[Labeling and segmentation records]
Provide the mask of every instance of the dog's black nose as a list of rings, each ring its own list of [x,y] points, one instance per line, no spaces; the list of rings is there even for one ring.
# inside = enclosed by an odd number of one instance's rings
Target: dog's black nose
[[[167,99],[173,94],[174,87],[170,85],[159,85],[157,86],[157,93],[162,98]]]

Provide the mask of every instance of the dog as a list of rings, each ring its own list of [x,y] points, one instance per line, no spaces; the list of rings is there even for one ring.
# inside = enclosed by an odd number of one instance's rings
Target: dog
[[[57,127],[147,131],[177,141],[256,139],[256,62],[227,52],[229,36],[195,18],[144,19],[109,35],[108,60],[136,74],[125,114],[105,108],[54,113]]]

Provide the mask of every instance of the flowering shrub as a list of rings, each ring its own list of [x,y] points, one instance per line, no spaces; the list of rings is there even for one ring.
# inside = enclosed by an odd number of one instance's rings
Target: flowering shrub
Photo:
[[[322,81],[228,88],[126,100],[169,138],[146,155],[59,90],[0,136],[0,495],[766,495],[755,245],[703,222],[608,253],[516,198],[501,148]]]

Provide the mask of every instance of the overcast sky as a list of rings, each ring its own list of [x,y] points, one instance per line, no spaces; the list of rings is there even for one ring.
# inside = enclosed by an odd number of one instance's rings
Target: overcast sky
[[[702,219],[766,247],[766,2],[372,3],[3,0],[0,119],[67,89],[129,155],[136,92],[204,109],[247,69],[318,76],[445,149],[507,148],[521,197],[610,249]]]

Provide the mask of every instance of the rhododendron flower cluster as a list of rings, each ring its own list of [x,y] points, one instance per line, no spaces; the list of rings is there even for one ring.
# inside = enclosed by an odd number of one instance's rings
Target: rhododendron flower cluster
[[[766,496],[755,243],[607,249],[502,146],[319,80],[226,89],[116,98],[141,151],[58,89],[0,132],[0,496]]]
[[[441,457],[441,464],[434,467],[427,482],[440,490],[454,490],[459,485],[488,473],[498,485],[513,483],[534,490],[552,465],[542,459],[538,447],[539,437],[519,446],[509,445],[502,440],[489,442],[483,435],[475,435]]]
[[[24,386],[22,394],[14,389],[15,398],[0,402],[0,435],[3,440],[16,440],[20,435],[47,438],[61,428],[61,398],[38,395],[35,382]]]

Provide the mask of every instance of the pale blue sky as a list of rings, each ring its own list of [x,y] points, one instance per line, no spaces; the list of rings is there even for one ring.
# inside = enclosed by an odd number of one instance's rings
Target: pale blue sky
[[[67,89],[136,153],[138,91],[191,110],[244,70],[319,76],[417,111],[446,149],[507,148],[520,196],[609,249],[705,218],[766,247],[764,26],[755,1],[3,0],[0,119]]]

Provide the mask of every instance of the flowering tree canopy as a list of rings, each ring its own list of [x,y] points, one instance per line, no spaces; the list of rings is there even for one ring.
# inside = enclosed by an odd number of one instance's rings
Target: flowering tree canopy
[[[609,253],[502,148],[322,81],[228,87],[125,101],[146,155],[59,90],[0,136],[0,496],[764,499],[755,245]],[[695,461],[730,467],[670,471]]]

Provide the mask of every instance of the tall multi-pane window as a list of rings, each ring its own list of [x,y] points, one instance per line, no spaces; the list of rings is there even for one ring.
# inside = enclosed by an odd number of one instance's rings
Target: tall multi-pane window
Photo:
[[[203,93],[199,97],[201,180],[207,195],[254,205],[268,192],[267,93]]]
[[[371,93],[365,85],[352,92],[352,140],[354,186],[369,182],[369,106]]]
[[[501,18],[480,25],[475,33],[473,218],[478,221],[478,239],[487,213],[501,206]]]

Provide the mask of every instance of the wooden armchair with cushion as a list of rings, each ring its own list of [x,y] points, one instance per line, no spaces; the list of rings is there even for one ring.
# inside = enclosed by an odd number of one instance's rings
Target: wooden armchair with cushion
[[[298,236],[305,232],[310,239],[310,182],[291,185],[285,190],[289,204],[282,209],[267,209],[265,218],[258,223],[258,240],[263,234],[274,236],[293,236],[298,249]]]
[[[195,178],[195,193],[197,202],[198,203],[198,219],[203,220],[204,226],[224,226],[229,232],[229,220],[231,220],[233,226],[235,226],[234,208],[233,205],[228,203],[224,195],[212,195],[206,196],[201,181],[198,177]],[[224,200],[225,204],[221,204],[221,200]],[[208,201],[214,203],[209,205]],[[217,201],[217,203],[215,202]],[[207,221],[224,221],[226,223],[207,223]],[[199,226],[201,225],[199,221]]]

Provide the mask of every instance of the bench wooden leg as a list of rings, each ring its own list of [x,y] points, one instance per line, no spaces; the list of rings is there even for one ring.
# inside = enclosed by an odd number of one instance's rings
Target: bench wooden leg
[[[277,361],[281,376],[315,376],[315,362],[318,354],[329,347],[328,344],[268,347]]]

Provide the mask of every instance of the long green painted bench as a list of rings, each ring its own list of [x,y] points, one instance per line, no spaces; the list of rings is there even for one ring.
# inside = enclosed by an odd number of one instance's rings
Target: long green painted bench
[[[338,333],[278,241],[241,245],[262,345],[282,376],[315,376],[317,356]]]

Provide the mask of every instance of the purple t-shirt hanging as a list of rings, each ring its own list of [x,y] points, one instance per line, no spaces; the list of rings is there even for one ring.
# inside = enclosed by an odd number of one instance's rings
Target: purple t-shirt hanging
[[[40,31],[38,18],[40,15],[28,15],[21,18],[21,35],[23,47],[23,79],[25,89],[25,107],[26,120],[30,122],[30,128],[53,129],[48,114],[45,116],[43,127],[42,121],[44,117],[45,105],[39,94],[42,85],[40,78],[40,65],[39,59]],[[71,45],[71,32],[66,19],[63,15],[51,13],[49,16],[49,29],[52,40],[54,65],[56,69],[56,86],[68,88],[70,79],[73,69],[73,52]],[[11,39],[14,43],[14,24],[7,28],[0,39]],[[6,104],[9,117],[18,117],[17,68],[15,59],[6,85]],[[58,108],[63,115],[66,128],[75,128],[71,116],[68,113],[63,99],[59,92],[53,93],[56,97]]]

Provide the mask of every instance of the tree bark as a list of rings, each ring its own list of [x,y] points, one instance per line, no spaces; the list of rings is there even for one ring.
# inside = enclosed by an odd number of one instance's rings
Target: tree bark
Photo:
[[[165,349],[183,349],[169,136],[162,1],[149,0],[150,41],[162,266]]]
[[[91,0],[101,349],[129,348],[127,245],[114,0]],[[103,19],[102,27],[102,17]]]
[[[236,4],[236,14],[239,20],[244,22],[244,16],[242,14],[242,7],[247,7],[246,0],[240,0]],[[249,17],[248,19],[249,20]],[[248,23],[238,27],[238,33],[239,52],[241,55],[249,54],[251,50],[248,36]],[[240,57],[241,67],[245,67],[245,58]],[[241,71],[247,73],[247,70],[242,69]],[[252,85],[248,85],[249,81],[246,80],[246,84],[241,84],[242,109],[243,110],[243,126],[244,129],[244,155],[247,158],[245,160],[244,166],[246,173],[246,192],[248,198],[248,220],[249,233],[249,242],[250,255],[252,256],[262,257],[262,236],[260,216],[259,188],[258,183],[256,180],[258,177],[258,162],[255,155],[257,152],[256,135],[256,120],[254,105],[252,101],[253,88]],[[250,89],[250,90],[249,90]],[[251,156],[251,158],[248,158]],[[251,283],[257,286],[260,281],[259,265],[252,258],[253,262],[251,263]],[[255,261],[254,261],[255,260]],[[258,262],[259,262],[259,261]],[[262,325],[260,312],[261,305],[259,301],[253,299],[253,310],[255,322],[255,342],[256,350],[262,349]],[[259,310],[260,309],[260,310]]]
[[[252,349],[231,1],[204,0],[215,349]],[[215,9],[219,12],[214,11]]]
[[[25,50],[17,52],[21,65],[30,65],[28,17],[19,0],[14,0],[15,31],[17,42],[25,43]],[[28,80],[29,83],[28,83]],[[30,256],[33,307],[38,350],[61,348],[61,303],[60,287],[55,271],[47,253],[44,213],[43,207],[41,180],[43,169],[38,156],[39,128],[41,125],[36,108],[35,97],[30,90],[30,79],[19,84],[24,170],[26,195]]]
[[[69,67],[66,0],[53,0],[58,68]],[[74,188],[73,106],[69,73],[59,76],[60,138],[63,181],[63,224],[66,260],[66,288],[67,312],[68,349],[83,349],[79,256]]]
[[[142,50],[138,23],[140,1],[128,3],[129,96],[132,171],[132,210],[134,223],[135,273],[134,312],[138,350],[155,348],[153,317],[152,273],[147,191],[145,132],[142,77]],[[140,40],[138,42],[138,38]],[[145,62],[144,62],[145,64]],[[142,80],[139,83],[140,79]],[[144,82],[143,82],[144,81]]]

TASK OBJECTIVE: Duplicate the rows above, from the line containing "Provide the mask of every instance of the purple" through the line containing "Target: purple t-shirt hanging", including both of those lines.

SOLUTION FOR THIS EXERCISE:
Provide the mask of every instance of the purple t-shirt hanging as a list of rings, each ring its own list of [x,y] points, one instance per line, no spaces; the list of rings is there even for one ring.
# inside = enclosed by an odd number of one instance's rings
Target: purple t-shirt hanging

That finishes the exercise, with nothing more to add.